» Your objective: In the entries below, go to the line containing "Each returned marker MUST sit on an instance of the wheel" and repeat it along with every later line, exactly.

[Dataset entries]
· · · · · · ·

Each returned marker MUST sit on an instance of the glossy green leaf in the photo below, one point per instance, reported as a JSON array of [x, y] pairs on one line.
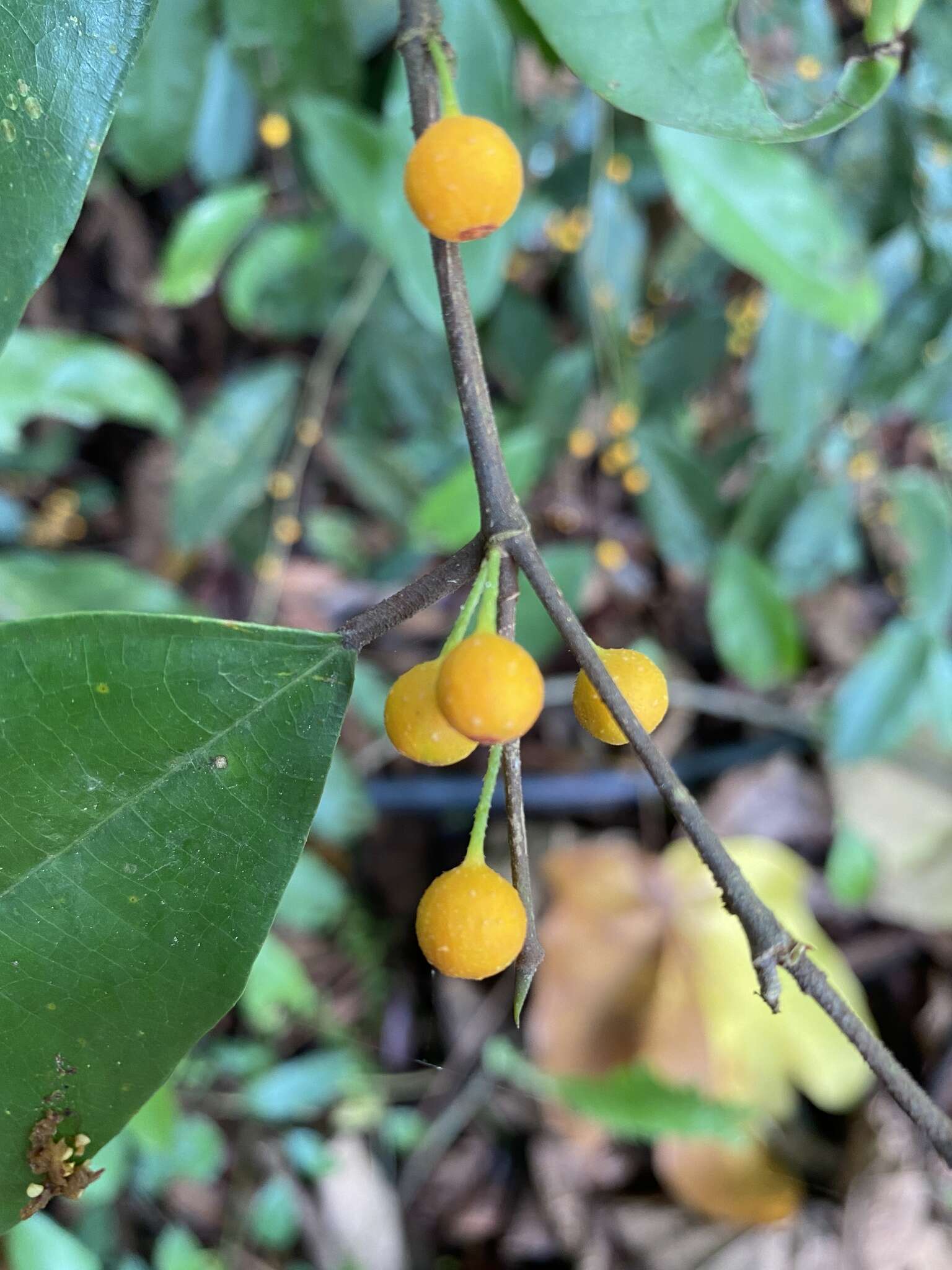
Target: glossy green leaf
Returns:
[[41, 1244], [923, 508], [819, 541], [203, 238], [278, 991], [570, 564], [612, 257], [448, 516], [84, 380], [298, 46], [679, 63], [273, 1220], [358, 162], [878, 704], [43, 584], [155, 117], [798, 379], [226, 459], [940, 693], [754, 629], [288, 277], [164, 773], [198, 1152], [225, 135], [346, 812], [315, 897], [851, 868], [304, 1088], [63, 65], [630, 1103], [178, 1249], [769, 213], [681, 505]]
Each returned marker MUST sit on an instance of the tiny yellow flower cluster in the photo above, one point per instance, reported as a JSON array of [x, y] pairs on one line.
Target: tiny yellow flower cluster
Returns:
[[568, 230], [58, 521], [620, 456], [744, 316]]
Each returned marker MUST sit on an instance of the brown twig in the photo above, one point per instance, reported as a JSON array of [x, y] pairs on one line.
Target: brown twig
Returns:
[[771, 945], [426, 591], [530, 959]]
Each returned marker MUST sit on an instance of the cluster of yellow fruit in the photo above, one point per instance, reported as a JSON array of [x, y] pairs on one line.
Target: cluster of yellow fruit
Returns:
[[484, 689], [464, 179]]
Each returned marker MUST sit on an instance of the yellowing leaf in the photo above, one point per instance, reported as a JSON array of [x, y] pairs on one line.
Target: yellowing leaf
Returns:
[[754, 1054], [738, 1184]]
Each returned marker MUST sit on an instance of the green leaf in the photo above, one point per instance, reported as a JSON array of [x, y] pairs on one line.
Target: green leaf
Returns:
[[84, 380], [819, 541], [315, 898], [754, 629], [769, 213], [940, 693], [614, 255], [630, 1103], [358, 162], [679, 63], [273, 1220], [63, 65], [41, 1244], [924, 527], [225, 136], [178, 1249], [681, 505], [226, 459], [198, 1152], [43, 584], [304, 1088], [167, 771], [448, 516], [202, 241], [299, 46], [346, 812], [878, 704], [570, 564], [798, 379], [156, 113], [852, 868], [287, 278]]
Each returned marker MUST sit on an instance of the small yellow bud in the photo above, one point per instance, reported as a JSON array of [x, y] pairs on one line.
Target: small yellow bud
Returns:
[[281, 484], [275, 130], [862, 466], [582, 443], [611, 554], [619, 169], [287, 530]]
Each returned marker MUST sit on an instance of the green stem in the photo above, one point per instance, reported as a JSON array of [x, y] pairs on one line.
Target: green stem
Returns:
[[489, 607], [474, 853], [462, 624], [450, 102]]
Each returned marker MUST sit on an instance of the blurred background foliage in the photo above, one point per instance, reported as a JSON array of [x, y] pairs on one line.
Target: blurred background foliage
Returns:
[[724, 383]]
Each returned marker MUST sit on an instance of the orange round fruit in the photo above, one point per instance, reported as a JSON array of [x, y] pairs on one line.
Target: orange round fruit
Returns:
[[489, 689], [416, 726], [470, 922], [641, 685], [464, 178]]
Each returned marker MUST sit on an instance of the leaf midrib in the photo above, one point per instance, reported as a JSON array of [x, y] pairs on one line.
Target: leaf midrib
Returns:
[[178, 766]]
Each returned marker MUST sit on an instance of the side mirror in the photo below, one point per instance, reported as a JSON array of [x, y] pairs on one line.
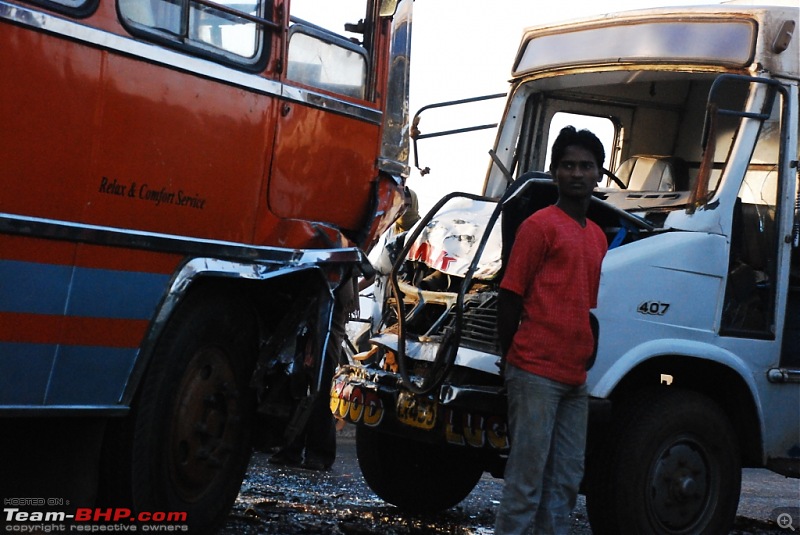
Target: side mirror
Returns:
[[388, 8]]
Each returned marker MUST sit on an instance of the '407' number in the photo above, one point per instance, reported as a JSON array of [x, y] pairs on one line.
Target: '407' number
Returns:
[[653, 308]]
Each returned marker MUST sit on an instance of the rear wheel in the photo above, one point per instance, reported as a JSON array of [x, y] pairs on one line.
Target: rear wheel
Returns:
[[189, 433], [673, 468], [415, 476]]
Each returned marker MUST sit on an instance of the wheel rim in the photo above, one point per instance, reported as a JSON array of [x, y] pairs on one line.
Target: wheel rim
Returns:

· · · · · · ·

» Written answer:
Each returned marker MUST sit on an instance of the wheel rim in the photo above, one point per instance, reported as a JSON array of [x, y] pairs on one line.
Target: wheel rim
Returns:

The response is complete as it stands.